#### DÉFI
Transformez en liste plus courte le paragraphe du communiqué qui commence par « L’enquête a été réalisée par téléphone », sans perdre ses faits principaux.

#### EXTRAIT DU DOCUMENT
-- -- --
Violences envers les femmes dans les espaces publics,
au travail et dans les couples à La Réunion
Communiqué Publié le 08 Mars 2019
Premiers résultats de l’enquête Virage dans les Outre-mer
Dans la continuité de l’enquête Violences et rapports de genre, Virage, menée en métropole en 2015, Virage dans les Outre-mer a été réalisée par l’Ined en 2018 dans trois départements et régions d’outre-mer : La Réunion, la Guadeloupe et la Martinique. Elle cherche à actualiser les connaissances sur les violences depuis l’Enquête nationale sur les violences faites aux femmes (Enveff) en 2002 à La Réunion.
L’enquête a été réalisée par téléphone auprès d’un échantillon représentatif de 2 209 femmes et de 860 hommes âgés entre 20 et 69 ans habitant à La Réunion. Elle vise à mesurer, pour les femmes et les hommes, les faits de violences verbales, psychologiques, physiques et sexuelles. Ces faits concernent d’une part, les violences vécues au sein de la sphère conjugale, au travail et dans l’espace public au cours des douze derniers mois et, d’autre part, celles vécues durant toute de la vie non seulement dans ces mêmes sphères mais également dans la sphère familiale et durant les études. Les premiers résultats présentés à l’occasion du 8 mars 2019 fournissent les principales prévalences de violences au cours des douze derniers mois précédant l’enquête dans les espaces publics, au travail et au sein du couple.
-- -- --
#### CONTENU DES DONNÉES

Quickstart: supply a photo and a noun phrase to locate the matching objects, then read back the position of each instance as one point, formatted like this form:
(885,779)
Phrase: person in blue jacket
-- -- --
#### RÉPONSE RÉDIGÉE
- Méthode : enquête par téléphone auprès d’un échantillon représentatif de 2 209 femmes et 860 hommes de 20 à 69 ans habitant à La Réunion.
- Objectif : mesurer, pour les femmes et les hommes, les violences verbales, psychologiques, physiques et sexuelles.
- Douze derniers mois : violences dans le couple, au travail et dans l’espace public.
- Toute la vie : ces mêmes sphères, plus la sphère familiale et les études.
- Premiers résultats (8 mars 2019) : principales prévalences des violences sur les douze mois précédant l’enquête dans les espaces publics, au travail et dans le couple.